TASK REQUIREMENTS
Lay out every line of text in the items below as a JSON list of strings, one string per line, skipping blank lines and leaving out the pictures.

# START OF RECORDS PROVIDED

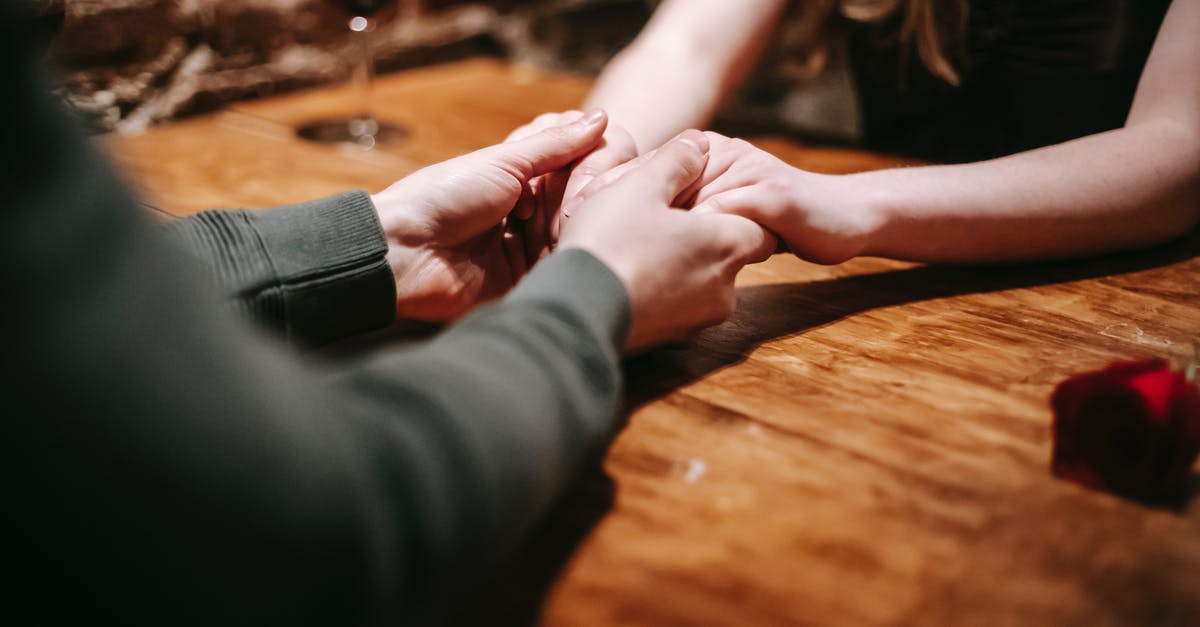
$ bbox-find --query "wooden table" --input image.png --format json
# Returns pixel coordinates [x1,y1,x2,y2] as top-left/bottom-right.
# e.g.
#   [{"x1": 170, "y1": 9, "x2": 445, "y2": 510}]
[{"x1": 104, "y1": 60, "x2": 1200, "y2": 626}]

# END OF RECORDS PROVIDED

ANSWER IN FULL
[
  "$ bbox-find --query \"wooden table\" --input image.png --format json",
  "# Returns pixel coordinates [x1,y1,x2,y2] as top-left/bottom-right.",
  "# e.g.",
  "#   [{\"x1\": 170, \"y1\": 9, \"x2\": 445, \"y2\": 510}]",
  "[{\"x1\": 104, \"y1\": 60, \"x2\": 1200, \"y2\": 626}]"
]